(EXERCISE MATERIAL begins)

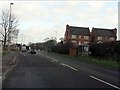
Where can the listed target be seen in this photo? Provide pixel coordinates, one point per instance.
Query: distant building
(80, 37)
(77, 35)
(100, 35)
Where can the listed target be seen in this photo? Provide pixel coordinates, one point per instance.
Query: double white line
(69, 66)
(105, 82)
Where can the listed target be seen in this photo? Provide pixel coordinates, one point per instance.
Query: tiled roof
(79, 30)
(104, 32)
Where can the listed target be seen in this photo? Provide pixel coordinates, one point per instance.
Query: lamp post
(9, 29)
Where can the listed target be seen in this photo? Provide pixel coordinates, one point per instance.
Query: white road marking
(22, 54)
(105, 82)
(69, 66)
(0, 76)
(55, 60)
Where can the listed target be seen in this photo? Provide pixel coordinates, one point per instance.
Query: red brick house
(100, 35)
(78, 36)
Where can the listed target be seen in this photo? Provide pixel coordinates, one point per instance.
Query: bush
(62, 48)
(107, 49)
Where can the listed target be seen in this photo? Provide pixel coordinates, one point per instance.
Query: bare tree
(8, 26)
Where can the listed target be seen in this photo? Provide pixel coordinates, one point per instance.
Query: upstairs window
(73, 36)
(99, 38)
(111, 38)
(86, 37)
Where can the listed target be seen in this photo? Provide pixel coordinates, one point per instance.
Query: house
(79, 36)
(100, 35)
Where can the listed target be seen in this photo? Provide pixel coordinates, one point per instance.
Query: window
(73, 36)
(111, 38)
(73, 41)
(80, 36)
(80, 43)
(99, 38)
(86, 37)
(86, 42)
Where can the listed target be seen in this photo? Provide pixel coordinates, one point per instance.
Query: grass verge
(3, 53)
(97, 61)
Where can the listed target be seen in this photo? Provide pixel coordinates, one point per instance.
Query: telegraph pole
(9, 29)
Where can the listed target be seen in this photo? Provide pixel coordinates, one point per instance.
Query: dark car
(32, 51)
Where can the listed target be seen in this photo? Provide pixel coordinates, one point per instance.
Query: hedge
(107, 49)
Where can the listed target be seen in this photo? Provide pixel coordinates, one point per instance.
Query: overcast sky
(42, 19)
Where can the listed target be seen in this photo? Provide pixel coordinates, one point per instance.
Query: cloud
(40, 19)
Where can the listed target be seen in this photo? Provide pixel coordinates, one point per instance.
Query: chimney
(115, 31)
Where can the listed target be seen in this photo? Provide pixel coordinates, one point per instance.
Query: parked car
(32, 51)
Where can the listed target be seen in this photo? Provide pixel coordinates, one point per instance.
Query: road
(40, 71)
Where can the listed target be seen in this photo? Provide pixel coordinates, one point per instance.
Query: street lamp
(9, 29)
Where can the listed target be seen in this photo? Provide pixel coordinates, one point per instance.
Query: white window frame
(99, 38)
(86, 37)
(111, 38)
(74, 36)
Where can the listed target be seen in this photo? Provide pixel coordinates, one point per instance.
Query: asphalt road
(40, 71)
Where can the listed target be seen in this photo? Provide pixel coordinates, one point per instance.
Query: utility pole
(9, 29)
(56, 35)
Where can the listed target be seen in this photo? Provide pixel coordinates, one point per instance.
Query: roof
(104, 32)
(79, 30)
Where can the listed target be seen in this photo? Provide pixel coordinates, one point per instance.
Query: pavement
(41, 71)
(7, 63)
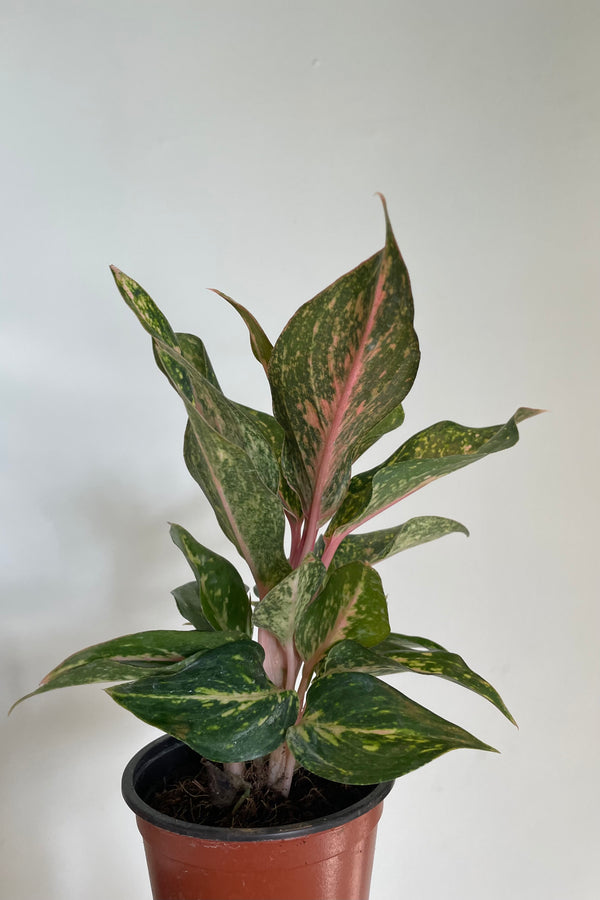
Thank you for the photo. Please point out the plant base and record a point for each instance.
(325, 859)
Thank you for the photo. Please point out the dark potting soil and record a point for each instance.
(207, 796)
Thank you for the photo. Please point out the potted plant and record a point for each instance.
(262, 727)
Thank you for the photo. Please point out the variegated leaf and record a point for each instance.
(252, 520)
(393, 655)
(221, 704)
(223, 416)
(193, 349)
(351, 605)
(144, 653)
(428, 455)
(359, 730)
(374, 546)
(284, 603)
(273, 433)
(187, 598)
(224, 451)
(260, 343)
(187, 366)
(340, 367)
(393, 420)
(223, 598)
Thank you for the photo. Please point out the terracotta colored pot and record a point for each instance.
(324, 859)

(EXERCISE MATERIAL ends)

Output the listing above exactly, excluding all pictures.

Where can the listed target be seen in this photo? Provide pixel coordinates, one point per instance.
Query: distant building
(80, 37)
(77, 35)
(100, 35)
Where can the listed target be seen in this photo? Provide pixel coordinates, one point per instance.
Query: double white line
(69, 66)
(105, 82)
Where can the listed target be seen in this photo? Provide pixel coordinates, one point per instance.
Query: tiled roof
(79, 30)
(104, 32)
Where can the listed target be seen in this photo? Provide pixel coordinates, one point per instance.
Query: lamp post
(9, 29)
Where can the listed target be seen in this photo? Provide pixel coordinates, one point per instance.
Query: white road marking
(22, 54)
(105, 82)
(69, 66)
(0, 76)
(55, 60)
Where can the listed target be seen in this photo? Provide pixel coordinates, one point per instance.
Query: red brick house
(100, 35)
(78, 36)
Where can the listed target be seen in this photo? Provide pixel coordinates, one point per instance.
Query: bush
(62, 48)
(107, 49)
Where can the listed target be seen in this photo? Provide pixel coordinates, one point per instance.
Query: bare tree
(8, 26)
Where can the listed target be seen in this photo? Provide pixel coordinates, one point per instance.
Query: upstairs window
(73, 36)
(99, 38)
(111, 38)
(86, 37)
Where can the listed target be seen in this photo? Provide pixel coordinates, one point per instance.
Query: house
(79, 36)
(100, 35)
Where can the listed target be seen in this photo? Provide pixel coordinates, one point per instance.
Query: window
(73, 36)
(111, 38)
(73, 41)
(80, 36)
(80, 43)
(99, 38)
(86, 37)
(86, 42)
Where can the listed target be seen in this photo? Provide pixel coordinates, one point per instance.
Query: grass verge
(3, 53)
(97, 61)
Where can the listed target be seen in this photo? Provide pixel coordinates, one point per instance.
Query: telegraph pole
(9, 29)
Where can the listed target be seen in this photo? Provide pixel coordinates, one point per instance.
Query: dark car
(32, 51)
Where can the listed target be seen in this photo? Provide pixel coordinates, one point per instance.
Query: hedge
(107, 49)
Where can the listed target be seen in this photo? Provide pixel coordinates, one point per instance.
Query: overcast sky
(42, 19)
Where can the listed target be seen in this photo? Provide pixel coordinates, one point per instance.
Query: cloud
(40, 19)
Where can the listed target be seen in this photo? Provide pixel coordinates, one point per instance.
Query: chimney
(115, 31)
Where can the listed target be seen in this photo? Provide pixel coordinates, one point per instance.
Query: parked car
(32, 51)
Where can the listed target be seen in this photo? Provide pixel coordinates, one point per instance.
Query: road
(40, 71)
Where can the listed target be seen in this photo? Provide pixel coordinates, one point per instance.
Query: street lamp
(9, 29)
Where can the listed target be seen in this photo? Provide pixel coordinates, one point per instance.
Query: white window frame
(99, 38)
(86, 37)
(111, 38)
(74, 36)
Where can the listed target be seen in this photo? Provide pixel coordinates, one point per instance.
Query: asphalt road
(40, 71)
Where can the listed target be seen in this photo? Provide pixel coordinates, one point per instance.
Query: utility pole
(9, 29)
(56, 35)
Where can the listed target be seen in this photo? Provide pixel coordinates, one point per instance.
Query: roof
(104, 32)
(79, 30)
Where can the listed target be seen in this photo? Provide pixel coordinates, one point per instance.
Query: pavement
(41, 71)
(7, 63)
Thank you for the photo. Please point out the plant base and record a point for each instance.
(325, 859)
Thank you for the photo. Please point out the dark potting soil and record a point for each instance.
(207, 796)
Thank you for the photo. Please point out the potted plant and record a point for each instance.
(262, 727)
Thank you for the photo. Please point out the variegated leaf and record a point for each instance.
(252, 520)
(393, 655)
(221, 704)
(223, 416)
(193, 349)
(351, 605)
(144, 653)
(428, 455)
(359, 730)
(374, 546)
(284, 603)
(273, 433)
(187, 598)
(224, 451)
(260, 343)
(187, 366)
(340, 367)
(393, 420)
(223, 598)
Thank you for the photo. Please point out the terracotta colored pot and record a point for each instance.
(324, 859)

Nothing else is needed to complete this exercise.